Records of labeled points:
☆ ☆ ☆ ☆
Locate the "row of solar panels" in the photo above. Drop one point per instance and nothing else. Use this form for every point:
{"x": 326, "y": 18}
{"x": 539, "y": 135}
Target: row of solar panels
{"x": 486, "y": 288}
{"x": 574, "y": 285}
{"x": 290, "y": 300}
☆ ☆ ☆ ☆
Rewrite the lines above, changing each occurrence of "row of solar panels" to "solar array" and leaving everything else unchanged.

Solution:
Locate the "solar array" in the photo above. Drop one point per instance and nothing else. Use this form for every point:
{"x": 326, "y": 18}
{"x": 539, "y": 135}
Target: solar array
{"x": 486, "y": 288}
{"x": 574, "y": 285}
{"x": 290, "y": 300}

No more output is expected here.